Problem requirements — Reproduce the lines below, from the line containing "Identify one point per instance of the wooden post" through the end, both ends included, and keep every line. Multiply each coordinate value by 2.15 and round it to a whole number, with halves rounding up.

Provided data —
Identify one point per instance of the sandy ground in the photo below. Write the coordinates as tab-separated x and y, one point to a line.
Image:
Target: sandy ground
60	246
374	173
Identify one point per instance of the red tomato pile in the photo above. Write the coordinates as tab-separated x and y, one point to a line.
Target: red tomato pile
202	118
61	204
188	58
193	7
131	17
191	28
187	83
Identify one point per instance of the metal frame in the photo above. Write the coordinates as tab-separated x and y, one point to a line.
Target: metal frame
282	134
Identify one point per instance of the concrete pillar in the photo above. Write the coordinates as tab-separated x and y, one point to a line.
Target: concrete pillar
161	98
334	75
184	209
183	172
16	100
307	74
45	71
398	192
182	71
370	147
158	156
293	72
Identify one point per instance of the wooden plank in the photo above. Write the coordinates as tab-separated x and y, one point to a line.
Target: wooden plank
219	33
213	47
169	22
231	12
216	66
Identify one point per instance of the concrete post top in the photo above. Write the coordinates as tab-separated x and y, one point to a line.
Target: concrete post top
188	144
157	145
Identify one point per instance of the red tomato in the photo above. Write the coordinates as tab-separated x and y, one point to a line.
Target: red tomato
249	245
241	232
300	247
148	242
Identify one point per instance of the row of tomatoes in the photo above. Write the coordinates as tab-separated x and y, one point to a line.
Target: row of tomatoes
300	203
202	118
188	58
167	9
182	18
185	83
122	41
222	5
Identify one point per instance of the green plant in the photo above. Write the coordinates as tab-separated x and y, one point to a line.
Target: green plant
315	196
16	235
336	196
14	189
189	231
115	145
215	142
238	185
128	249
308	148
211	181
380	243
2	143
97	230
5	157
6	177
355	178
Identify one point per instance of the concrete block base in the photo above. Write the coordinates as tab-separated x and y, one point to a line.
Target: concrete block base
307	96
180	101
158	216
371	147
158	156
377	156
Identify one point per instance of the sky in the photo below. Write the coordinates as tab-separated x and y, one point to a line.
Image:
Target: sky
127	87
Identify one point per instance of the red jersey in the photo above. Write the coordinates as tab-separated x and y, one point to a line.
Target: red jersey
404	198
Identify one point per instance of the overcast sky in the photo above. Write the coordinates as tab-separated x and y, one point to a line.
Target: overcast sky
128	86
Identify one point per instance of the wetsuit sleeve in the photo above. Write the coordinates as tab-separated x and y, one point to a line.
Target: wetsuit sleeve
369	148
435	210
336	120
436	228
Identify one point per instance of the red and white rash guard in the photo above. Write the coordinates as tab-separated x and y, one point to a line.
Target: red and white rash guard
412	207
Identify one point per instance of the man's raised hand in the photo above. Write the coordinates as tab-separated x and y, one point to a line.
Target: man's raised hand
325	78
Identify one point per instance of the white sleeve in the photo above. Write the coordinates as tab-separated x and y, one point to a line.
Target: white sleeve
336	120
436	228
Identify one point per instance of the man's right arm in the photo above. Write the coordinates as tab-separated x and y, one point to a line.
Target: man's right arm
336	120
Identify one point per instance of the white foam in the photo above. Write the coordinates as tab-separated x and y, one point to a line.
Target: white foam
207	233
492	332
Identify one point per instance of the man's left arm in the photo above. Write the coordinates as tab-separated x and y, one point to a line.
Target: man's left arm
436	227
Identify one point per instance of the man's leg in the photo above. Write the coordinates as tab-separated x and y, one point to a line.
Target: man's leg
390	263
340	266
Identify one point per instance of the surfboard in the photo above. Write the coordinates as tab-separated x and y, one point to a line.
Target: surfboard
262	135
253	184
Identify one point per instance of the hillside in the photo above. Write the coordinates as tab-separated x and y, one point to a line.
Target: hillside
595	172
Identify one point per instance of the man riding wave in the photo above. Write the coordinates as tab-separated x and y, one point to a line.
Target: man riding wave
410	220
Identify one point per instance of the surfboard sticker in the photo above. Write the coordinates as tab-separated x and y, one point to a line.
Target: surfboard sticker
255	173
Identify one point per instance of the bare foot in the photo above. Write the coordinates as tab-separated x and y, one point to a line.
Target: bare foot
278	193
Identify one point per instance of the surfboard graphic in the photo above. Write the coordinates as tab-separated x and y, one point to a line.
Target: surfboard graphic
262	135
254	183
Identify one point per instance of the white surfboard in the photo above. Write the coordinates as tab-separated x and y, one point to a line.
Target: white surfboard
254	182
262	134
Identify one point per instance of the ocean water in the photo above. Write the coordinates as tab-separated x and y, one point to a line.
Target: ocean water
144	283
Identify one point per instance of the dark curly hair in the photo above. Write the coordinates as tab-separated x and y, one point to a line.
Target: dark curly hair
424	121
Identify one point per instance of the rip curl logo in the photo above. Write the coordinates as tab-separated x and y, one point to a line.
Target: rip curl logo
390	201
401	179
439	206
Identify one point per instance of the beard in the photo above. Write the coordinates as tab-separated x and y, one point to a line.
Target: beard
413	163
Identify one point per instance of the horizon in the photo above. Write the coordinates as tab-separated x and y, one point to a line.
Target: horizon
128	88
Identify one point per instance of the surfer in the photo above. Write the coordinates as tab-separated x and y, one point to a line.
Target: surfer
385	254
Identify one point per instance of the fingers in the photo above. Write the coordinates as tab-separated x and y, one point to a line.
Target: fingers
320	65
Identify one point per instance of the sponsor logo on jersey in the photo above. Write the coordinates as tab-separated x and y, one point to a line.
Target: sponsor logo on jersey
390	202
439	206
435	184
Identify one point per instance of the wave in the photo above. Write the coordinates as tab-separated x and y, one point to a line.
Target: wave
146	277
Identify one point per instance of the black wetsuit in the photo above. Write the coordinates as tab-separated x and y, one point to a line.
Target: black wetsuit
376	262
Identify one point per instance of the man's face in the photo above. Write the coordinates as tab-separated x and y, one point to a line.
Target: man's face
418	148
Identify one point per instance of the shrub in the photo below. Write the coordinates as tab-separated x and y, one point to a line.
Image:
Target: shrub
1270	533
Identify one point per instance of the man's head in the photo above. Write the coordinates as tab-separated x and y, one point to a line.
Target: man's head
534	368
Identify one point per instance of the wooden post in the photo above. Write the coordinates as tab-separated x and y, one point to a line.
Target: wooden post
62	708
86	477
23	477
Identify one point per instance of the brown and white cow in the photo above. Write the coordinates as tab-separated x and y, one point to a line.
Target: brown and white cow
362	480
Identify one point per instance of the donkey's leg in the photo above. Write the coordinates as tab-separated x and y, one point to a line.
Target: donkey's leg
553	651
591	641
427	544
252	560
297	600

Exercise answer —
Identify one point per instance of the wooden post in the photo above. Write the coordinates as tab-separated x and y, one point to a line.
Target: wooden post
133	1522
185	1026
49	1026
Identify one point per instance of the brown and white cow in the photo above. Write the coordinates as tab-separated x and y, one point to a line.
Target: brown and white cow
778	1032
Identify one point per instance of the donkey's leg in the photo above. Write the coordinates as tab-separated x and y, one point to a line.
Target: donkey's leg
1189	1400
1271	1378
918	1170
542	1204
639	1290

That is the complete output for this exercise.